What the task asks:
Gather, from the data below, each line in which the word "child" occurs.
== == ==
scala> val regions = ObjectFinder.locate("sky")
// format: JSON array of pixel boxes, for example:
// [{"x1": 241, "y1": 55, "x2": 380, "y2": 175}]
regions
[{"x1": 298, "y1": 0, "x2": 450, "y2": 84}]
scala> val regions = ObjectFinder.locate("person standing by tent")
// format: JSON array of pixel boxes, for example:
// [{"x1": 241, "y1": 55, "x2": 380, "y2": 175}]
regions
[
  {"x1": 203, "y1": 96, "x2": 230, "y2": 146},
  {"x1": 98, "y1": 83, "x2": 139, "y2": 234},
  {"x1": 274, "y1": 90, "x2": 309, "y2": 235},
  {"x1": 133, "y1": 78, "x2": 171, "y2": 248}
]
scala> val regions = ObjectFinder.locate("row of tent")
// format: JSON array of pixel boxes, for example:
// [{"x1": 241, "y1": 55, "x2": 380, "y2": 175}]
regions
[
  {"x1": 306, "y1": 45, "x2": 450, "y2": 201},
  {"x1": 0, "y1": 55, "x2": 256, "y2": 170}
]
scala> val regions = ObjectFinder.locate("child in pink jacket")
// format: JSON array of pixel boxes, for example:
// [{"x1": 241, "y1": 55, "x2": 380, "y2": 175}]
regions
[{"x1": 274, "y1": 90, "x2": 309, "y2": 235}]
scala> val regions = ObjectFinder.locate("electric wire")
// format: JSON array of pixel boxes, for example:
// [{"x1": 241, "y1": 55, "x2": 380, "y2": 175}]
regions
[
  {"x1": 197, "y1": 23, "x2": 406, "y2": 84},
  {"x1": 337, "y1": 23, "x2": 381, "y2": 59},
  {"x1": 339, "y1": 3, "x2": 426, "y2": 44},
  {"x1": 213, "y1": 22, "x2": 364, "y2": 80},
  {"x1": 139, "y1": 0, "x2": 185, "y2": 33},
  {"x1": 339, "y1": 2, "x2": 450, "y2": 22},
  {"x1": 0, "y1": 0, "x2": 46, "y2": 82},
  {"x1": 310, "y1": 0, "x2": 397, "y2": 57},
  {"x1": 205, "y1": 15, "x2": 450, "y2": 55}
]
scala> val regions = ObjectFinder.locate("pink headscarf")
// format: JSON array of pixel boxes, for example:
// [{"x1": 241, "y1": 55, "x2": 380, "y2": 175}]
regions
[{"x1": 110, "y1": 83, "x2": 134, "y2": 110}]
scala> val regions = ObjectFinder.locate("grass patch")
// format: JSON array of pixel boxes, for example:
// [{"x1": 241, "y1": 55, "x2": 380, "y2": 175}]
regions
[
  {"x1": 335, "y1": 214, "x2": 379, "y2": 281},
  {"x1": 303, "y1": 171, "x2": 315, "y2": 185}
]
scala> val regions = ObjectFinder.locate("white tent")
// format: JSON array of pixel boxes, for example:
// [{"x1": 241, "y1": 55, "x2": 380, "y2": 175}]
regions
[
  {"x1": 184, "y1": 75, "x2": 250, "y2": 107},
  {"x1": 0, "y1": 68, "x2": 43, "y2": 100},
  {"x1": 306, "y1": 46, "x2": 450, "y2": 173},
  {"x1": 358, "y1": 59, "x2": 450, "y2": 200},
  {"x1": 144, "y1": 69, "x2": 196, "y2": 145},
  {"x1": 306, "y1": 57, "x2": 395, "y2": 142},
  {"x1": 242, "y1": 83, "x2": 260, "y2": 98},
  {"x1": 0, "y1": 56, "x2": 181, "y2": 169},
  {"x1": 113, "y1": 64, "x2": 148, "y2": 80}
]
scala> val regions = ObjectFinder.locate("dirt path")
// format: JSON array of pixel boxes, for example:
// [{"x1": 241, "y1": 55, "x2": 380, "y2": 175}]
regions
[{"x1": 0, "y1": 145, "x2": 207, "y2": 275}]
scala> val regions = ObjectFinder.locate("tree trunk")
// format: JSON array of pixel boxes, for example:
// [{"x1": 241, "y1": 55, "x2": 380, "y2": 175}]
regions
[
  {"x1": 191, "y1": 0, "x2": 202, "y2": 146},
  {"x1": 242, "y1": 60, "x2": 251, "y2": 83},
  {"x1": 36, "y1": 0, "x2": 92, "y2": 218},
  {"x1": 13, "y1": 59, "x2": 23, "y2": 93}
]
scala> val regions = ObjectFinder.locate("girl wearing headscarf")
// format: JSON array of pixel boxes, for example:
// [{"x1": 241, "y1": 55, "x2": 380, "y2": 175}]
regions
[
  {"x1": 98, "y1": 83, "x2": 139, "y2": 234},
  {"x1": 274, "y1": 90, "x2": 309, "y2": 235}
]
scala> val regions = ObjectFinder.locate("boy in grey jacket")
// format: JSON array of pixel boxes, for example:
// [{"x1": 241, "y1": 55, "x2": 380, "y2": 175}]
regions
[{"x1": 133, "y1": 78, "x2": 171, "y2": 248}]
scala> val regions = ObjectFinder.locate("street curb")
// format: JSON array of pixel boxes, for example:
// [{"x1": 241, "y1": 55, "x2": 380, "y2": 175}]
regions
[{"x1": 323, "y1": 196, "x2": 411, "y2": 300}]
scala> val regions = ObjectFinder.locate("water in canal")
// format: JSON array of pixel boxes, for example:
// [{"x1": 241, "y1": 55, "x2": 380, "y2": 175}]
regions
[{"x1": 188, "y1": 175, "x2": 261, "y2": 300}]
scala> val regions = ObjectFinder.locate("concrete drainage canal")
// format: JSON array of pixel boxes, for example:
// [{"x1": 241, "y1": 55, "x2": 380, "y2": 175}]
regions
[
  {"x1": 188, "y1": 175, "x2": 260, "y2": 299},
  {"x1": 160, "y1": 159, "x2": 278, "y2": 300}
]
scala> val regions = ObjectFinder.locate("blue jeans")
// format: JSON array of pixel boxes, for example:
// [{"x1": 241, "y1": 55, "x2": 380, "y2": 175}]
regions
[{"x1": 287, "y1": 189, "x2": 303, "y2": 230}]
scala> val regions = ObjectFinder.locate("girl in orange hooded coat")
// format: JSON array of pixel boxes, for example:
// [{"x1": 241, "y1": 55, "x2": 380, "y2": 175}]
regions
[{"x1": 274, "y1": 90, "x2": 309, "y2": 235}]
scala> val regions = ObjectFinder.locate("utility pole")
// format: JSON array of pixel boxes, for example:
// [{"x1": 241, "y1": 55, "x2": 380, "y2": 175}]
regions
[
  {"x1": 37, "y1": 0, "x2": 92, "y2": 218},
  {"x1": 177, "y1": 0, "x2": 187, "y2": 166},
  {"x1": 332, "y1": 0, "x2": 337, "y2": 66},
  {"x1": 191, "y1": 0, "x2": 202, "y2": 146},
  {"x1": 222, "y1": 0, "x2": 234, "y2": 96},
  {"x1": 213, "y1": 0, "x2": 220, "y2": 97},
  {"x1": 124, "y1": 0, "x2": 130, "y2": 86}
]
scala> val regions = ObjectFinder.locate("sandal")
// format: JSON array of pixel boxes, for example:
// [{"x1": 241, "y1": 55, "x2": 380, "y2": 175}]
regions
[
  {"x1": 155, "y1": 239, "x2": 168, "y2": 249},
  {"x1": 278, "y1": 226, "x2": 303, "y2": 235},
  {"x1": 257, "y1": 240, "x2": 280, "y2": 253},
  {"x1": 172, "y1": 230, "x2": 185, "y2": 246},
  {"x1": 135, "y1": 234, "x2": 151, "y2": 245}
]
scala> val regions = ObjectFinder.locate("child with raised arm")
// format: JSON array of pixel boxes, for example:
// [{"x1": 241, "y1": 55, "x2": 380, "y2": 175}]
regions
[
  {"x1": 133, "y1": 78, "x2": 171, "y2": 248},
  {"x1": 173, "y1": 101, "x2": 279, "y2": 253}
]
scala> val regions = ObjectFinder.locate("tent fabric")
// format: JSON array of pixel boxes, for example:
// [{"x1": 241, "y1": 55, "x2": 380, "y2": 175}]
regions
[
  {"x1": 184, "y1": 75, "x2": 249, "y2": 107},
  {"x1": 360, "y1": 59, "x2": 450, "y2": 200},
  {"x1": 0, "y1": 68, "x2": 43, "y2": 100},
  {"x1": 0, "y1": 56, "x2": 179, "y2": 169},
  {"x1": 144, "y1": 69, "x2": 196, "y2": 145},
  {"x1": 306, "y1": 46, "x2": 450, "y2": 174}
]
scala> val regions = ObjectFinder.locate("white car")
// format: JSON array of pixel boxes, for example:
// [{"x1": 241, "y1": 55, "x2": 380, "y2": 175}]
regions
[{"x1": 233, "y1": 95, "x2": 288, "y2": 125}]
== == ==
Expected answer:
scala> val regions = ObjectFinder.locate("child in pink jacket")
scala> val regions = ObjectFinder.locate("child with raised arm")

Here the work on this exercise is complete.